Dataset records:
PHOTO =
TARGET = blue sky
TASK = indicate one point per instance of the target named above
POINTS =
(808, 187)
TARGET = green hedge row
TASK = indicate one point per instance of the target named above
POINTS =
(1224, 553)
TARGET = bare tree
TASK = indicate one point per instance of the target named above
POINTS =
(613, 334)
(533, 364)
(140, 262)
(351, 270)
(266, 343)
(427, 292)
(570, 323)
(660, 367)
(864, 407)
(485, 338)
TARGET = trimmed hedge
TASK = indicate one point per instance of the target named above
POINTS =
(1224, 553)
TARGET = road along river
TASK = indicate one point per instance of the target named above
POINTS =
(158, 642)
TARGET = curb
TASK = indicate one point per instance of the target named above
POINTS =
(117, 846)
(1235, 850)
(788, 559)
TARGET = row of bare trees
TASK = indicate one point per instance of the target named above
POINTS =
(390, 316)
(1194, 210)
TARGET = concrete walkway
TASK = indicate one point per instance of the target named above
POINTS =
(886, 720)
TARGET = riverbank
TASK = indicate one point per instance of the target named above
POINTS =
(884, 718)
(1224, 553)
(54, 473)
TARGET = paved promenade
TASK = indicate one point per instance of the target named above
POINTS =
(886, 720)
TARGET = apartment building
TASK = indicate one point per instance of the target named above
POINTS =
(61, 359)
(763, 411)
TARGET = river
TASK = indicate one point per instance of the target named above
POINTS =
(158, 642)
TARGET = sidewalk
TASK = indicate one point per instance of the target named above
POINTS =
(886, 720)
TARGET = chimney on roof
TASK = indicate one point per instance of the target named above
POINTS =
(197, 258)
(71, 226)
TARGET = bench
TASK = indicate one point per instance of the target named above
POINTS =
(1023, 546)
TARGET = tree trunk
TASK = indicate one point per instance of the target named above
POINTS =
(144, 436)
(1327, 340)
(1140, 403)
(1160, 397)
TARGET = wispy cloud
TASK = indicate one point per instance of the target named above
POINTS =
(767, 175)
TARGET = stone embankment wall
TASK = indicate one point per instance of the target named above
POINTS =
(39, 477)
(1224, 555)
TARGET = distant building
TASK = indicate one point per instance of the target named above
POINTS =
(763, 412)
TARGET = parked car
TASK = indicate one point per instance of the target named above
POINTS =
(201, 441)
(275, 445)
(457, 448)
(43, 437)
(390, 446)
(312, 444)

▶ [To do] Every line above from the line with "TARGET = sidewalk" to the line with "TARGET = wispy cloud", inclusive, must be returned exactly; no other line belongs in the reply.

▶ [Solution to the exercise]
TARGET = sidewalk
TASK = indicate one point per instance of the target named above
POINTS =
(886, 720)
TARGET = chimney on roof
TASK = indicate one point per instance of the target named above
POINTS =
(197, 258)
(71, 226)
TARGET = bench
TASK = indicate one point per instance of the target named above
POINTS =
(1023, 546)
TARGET = tree trunk
TASK = indicate one point per instance of the target named above
POINTS =
(144, 436)
(1327, 340)
(1140, 403)
(1160, 397)
TARGET = wispy cloud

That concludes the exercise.